* Start DATA FOR THE TASK *
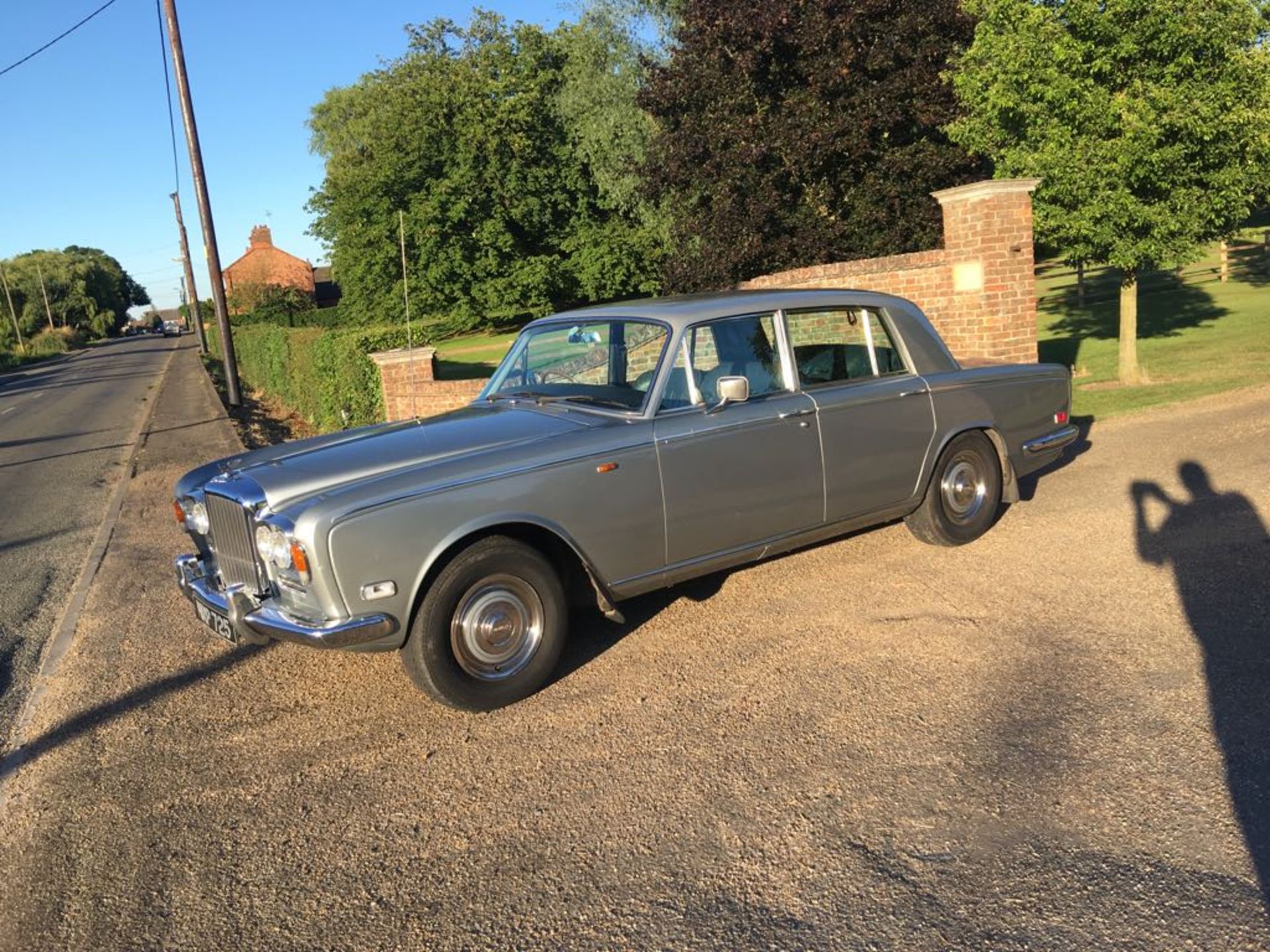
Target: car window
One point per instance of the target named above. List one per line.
(737, 347)
(605, 364)
(839, 344)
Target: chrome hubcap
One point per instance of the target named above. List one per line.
(963, 489)
(497, 627)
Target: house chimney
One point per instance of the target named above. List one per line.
(262, 237)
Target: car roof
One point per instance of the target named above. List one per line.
(681, 310)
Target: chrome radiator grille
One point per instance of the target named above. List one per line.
(233, 542)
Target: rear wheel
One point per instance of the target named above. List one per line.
(963, 496)
(491, 629)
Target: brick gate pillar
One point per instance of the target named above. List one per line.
(988, 244)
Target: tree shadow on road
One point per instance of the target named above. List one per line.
(1220, 551)
(108, 711)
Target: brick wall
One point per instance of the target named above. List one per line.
(980, 290)
(412, 389)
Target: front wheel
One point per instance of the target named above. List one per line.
(963, 496)
(491, 629)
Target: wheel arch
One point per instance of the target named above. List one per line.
(577, 573)
(1009, 479)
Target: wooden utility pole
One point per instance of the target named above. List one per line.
(48, 311)
(194, 315)
(12, 313)
(205, 206)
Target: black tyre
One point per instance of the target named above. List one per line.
(964, 493)
(491, 627)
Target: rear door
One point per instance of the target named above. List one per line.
(876, 418)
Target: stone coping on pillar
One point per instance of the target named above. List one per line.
(984, 190)
(403, 354)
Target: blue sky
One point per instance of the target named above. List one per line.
(87, 158)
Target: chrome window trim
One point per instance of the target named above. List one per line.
(789, 372)
(689, 334)
(897, 343)
(643, 412)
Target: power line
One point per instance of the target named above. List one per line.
(55, 40)
(167, 83)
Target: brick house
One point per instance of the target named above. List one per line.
(265, 266)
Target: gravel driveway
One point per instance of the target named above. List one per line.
(1054, 738)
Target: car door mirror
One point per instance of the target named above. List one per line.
(732, 390)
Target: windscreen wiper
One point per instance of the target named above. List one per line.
(577, 399)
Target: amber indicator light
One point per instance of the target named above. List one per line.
(300, 560)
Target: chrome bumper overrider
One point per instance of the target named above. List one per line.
(1052, 441)
(255, 622)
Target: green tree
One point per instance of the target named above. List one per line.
(796, 132)
(1147, 122)
(87, 291)
(513, 206)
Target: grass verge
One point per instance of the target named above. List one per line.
(1197, 335)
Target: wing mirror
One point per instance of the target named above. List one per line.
(732, 390)
(577, 335)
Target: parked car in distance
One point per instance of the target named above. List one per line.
(615, 451)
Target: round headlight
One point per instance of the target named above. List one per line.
(197, 518)
(273, 546)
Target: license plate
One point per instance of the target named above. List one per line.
(216, 623)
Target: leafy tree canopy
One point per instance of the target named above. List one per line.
(803, 131)
(88, 291)
(1148, 121)
(515, 186)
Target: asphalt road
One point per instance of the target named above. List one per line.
(1057, 738)
(65, 430)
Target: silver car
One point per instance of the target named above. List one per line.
(616, 450)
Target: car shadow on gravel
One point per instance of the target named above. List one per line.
(1220, 551)
(591, 634)
(107, 711)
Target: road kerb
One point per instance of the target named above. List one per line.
(64, 633)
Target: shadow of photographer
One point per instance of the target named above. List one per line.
(1220, 553)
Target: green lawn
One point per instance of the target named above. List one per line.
(1197, 335)
(472, 356)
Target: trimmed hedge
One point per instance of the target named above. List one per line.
(325, 376)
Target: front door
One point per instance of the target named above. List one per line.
(749, 471)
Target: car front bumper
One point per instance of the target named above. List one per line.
(257, 622)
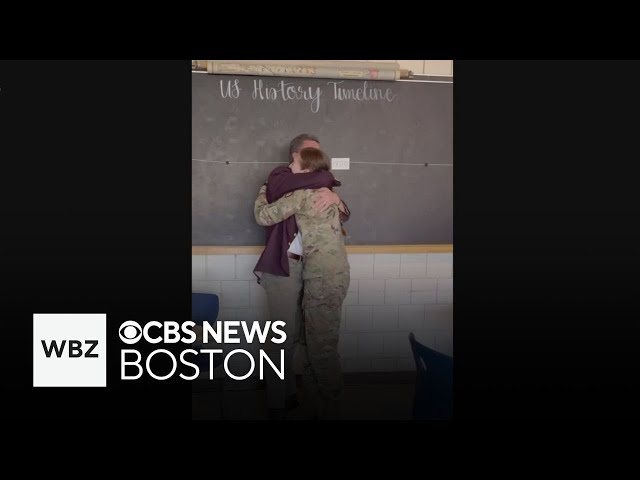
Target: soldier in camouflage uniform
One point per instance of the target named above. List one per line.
(326, 278)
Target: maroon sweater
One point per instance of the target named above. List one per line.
(282, 180)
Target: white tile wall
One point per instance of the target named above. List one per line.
(389, 296)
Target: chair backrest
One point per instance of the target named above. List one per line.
(433, 399)
(204, 307)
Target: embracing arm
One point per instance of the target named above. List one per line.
(271, 213)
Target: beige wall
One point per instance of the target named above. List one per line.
(422, 67)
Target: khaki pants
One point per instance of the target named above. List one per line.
(284, 296)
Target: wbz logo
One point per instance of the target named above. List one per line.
(74, 350)
(69, 350)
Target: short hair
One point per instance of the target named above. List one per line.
(314, 159)
(296, 143)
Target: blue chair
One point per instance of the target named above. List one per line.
(433, 398)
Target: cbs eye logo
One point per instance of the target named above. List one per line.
(130, 332)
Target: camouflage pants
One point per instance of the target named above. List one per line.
(322, 374)
(284, 296)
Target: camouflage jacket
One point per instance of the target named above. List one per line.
(322, 239)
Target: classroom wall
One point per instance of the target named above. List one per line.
(421, 67)
(389, 296)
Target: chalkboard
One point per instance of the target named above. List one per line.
(242, 126)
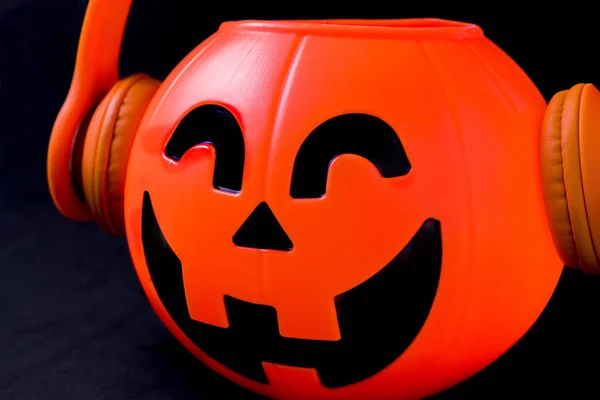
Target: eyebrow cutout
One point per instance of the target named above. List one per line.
(215, 125)
(359, 134)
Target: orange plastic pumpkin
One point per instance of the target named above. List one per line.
(343, 210)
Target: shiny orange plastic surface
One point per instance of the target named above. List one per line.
(96, 71)
(469, 120)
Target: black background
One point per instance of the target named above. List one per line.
(74, 323)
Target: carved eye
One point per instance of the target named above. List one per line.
(360, 134)
(214, 125)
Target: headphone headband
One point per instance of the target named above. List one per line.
(96, 71)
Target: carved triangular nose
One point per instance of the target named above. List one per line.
(262, 231)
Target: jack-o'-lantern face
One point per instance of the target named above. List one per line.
(324, 231)
(362, 318)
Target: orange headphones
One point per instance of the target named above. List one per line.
(95, 129)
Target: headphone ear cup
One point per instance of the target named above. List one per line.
(569, 144)
(107, 146)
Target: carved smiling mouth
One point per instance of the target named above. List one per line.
(378, 319)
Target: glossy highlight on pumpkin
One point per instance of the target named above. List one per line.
(456, 108)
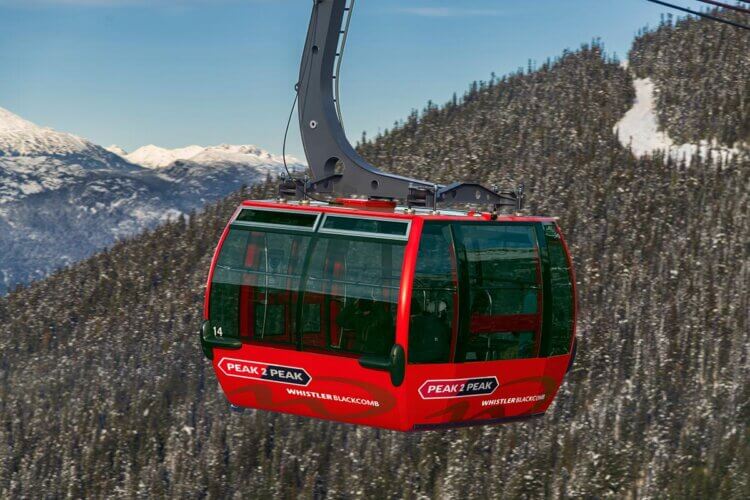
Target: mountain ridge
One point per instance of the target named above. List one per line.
(104, 391)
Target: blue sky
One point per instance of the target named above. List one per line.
(179, 72)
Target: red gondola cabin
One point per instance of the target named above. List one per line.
(394, 318)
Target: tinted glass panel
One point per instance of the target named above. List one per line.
(254, 292)
(561, 328)
(354, 285)
(361, 225)
(434, 304)
(301, 220)
(504, 282)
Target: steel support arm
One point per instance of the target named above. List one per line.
(324, 139)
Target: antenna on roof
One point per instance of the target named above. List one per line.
(701, 14)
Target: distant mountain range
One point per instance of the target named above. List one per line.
(62, 197)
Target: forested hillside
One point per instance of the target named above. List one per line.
(702, 70)
(104, 391)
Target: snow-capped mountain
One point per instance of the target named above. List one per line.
(62, 197)
(155, 157)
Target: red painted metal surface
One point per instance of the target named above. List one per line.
(214, 260)
(337, 387)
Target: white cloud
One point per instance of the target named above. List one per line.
(448, 11)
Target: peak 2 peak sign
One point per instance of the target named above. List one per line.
(256, 370)
(458, 388)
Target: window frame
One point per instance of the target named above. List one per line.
(316, 235)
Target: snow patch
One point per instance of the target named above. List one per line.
(639, 131)
(155, 157)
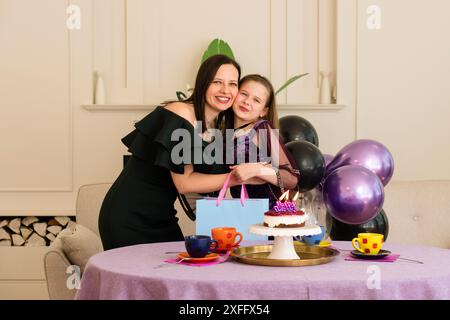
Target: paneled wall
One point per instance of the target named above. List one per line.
(403, 84)
(391, 81)
(148, 49)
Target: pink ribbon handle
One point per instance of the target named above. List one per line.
(223, 191)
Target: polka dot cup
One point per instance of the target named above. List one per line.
(226, 237)
(368, 243)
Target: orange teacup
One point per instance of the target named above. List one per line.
(226, 237)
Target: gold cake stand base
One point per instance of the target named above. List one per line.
(309, 256)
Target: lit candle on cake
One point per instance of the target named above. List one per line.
(283, 204)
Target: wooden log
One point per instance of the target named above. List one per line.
(53, 222)
(50, 236)
(40, 228)
(5, 243)
(25, 232)
(3, 223)
(35, 240)
(72, 225)
(54, 229)
(14, 225)
(4, 235)
(63, 221)
(27, 221)
(17, 240)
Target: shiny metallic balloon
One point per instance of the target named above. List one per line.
(367, 153)
(353, 194)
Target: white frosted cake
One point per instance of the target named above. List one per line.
(284, 219)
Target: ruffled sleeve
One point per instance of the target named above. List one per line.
(157, 135)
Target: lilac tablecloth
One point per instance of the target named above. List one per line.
(129, 273)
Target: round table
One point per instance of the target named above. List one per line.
(130, 273)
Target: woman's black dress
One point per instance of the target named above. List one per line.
(139, 207)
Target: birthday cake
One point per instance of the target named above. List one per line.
(285, 214)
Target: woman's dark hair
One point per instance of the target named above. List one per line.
(205, 76)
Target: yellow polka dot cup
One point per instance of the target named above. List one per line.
(368, 243)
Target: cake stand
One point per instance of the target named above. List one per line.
(283, 247)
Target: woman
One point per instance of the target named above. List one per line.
(258, 148)
(139, 207)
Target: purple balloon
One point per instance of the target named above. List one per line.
(353, 194)
(328, 158)
(367, 153)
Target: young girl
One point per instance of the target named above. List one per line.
(258, 149)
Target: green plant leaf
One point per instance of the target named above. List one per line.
(290, 81)
(218, 46)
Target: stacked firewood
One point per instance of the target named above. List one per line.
(32, 231)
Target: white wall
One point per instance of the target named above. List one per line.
(391, 81)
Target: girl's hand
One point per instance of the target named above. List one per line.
(246, 171)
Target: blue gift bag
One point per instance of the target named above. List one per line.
(238, 213)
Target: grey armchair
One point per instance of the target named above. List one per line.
(56, 262)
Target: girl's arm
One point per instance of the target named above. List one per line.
(279, 157)
(195, 182)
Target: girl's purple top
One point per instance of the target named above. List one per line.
(257, 139)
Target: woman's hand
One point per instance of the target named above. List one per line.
(246, 171)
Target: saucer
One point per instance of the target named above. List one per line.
(209, 257)
(381, 254)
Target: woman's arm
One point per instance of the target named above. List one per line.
(192, 181)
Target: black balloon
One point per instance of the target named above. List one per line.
(310, 162)
(295, 128)
(346, 232)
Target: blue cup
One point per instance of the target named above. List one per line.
(314, 240)
(198, 246)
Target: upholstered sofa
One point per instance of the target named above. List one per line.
(418, 213)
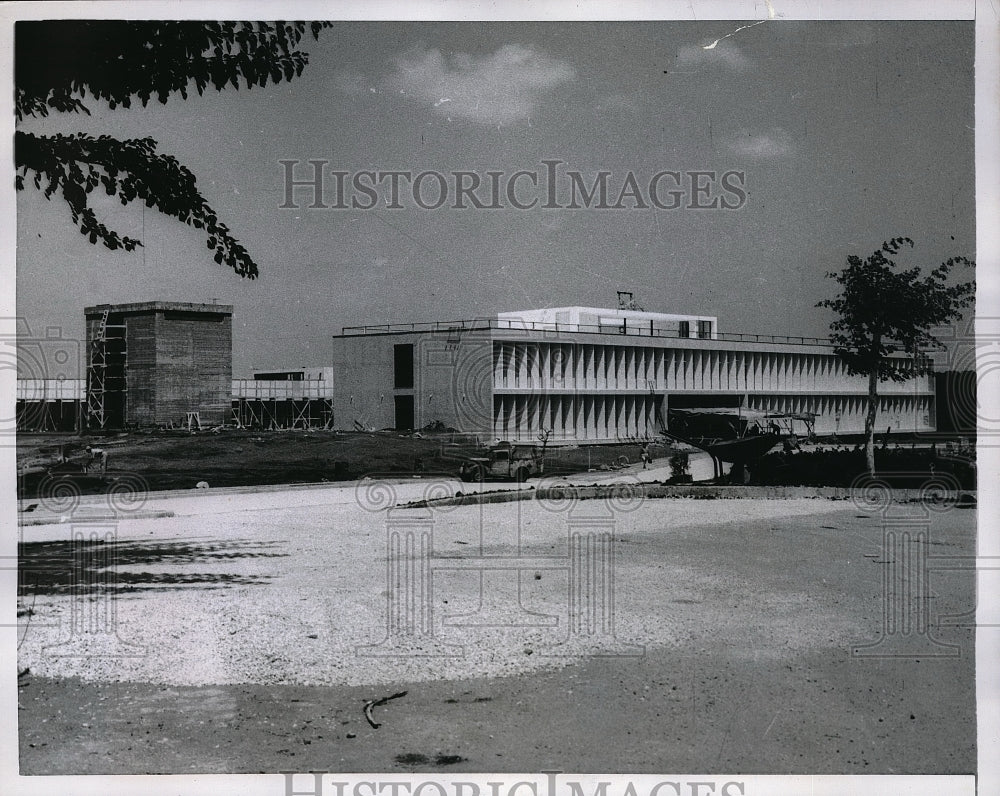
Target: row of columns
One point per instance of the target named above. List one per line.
(532, 365)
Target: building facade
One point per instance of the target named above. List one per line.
(282, 398)
(158, 363)
(596, 375)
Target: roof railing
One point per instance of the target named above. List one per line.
(625, 328)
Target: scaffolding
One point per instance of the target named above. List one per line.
(106, 380)
(272, 405)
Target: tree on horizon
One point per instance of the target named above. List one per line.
(882, 311)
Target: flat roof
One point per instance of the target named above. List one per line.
(159, 306)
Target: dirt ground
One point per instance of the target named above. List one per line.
(179, 460)
(746, 613)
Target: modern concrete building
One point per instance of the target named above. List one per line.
(158, 363)
(598, 375)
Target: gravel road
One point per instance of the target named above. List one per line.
(749, 608)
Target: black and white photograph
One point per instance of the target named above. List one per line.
(489, 400)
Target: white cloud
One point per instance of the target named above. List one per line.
(495, 89)
(774, 144)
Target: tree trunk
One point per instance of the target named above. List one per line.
(870, 420)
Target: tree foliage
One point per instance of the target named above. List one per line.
(881, 310)
(59, 64)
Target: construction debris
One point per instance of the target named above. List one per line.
(374, 703)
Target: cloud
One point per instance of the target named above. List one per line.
(500, 88)
(774, 144)
(724, 54)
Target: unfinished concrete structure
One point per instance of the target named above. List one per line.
(272, 399)
(158, 363)
(600, 375)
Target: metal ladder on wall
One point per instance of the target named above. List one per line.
(97, 363)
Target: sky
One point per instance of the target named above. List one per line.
(845, 134)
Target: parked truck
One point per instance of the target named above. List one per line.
(505, 462)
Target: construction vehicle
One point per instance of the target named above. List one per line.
(503, 462)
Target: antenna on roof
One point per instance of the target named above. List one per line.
(626, 301)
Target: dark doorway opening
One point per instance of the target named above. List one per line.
(404, 412)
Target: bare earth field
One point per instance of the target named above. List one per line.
(242, 630)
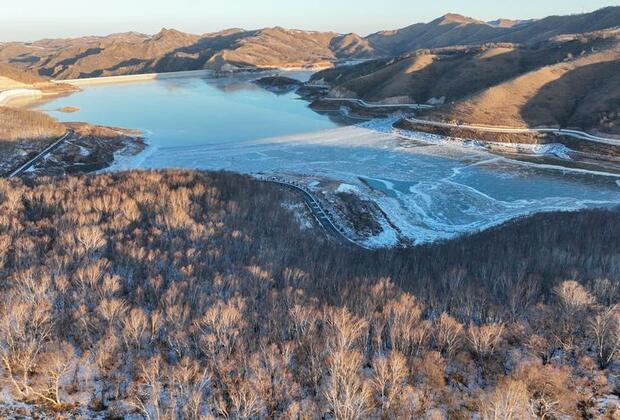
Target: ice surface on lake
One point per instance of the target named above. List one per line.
(430, 189)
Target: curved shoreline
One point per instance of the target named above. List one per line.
(11, 95)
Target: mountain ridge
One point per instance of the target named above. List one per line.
(234, 48)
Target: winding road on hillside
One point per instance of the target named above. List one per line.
(49, 149)
(559, 131)
(493, 129)
(317, 210)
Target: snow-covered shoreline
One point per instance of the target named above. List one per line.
(8, 96)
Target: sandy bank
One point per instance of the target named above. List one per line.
(11, 95)
(135, 77)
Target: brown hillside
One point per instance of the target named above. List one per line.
(583, 93)
(454, 29)
(452, 74)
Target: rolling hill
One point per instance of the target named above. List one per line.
(453, 29)
(567, 81)
(171, 50)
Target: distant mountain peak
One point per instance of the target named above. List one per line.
(455, 18)
(505, 23)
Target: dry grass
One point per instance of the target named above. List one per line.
(20, 75)
(18, 124)
(584, 93)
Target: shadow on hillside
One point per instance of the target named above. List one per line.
(457, 73)
(582, 98)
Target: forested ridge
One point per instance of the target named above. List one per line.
(180, 294)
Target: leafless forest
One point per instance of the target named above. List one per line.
(195, 295)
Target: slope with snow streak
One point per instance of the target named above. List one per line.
(429, 191)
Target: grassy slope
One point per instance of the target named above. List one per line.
(572, 81)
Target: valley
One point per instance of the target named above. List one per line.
(273, 223)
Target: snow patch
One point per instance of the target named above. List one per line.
(347, 188)
(298, 210)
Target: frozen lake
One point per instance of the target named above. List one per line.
(429, 191)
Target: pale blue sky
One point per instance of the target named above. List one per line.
(33, 19)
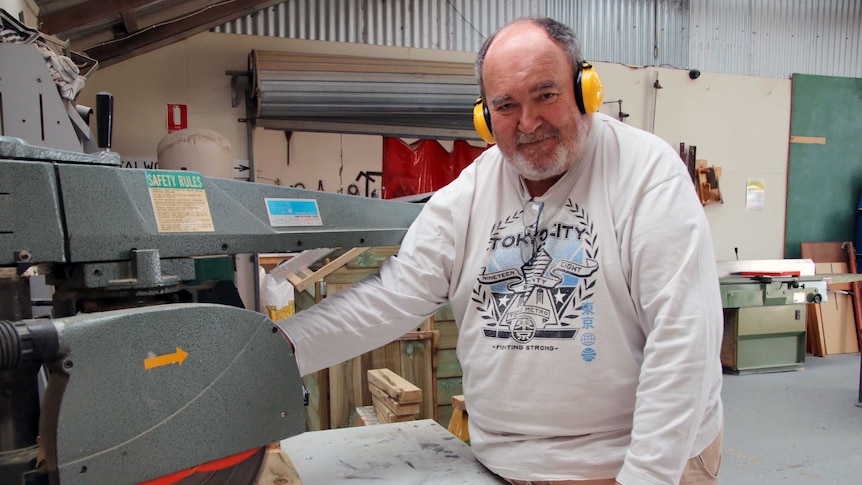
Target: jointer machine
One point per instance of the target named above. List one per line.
(132, 379)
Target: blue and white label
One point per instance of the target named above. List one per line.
(293, 212)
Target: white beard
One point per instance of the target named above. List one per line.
(557, 166)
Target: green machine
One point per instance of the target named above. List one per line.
(765, 321)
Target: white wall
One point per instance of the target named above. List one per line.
(740, 124)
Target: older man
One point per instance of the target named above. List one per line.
(580, 270)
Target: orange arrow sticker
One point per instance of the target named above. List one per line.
(176, 358)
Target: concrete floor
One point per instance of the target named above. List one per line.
(799, 427)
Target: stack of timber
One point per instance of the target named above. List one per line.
(394, 398)
(335, 393)
(834, 326)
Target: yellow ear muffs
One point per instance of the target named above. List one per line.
(482, 120)
(588, 89)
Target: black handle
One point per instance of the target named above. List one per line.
(105, 118)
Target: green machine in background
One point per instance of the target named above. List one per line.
(765, 321)
(765, 313)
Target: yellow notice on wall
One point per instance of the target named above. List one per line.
(179, 202)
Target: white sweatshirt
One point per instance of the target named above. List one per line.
(597, 359)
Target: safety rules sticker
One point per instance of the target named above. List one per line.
(179, 202)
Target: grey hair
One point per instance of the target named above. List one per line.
(558, 32)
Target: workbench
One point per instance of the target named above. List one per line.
(413, 452)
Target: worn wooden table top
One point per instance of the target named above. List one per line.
(413, 452)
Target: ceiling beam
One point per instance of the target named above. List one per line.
(148, 39)
(82, 14)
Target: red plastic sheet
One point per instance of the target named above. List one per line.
(423, 166)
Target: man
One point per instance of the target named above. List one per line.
(580, 270)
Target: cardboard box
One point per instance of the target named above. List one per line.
(839, 322)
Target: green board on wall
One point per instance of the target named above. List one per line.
(824, 179)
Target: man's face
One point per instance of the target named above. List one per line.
(529, 88)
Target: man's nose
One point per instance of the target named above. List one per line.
(529, 120)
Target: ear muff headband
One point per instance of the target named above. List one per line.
(588, 95)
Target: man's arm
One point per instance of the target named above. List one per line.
(675, 287)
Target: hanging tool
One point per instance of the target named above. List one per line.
(369, 177)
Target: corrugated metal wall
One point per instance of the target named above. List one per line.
(764, 38)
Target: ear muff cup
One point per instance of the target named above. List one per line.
(588, 89)
(482, 120)
(588, 95)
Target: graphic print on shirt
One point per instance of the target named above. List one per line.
(542, 298)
* End DATA FOR THE TASK *
TASK TO CARRY OUT -> Output only the lines running from the line with "Target: ear muff headband" through the final line of the data, inclusive.

RESPONSE TO THE TASK ->
Target: ear muff headband
One point per instance of the target named above. List one per line.
(588, 95)
Target: man's arm
One point per instance of the target named above. List one per line.
(675, 287)
Target: hanging tool
One point per instance of the target named above. List one per line.
(369, 177)
Target: corrugated metal wall
One point per instance of the target named above. List one per line.
(764, 38)
Target: ear muff cup
One point per instance of the target named above. List one per line.
(588, 89)
(482, 120)
(588, 95)
Target: graphic print on shirt
One point per instance of the target named above. List one per line.
(542, 298)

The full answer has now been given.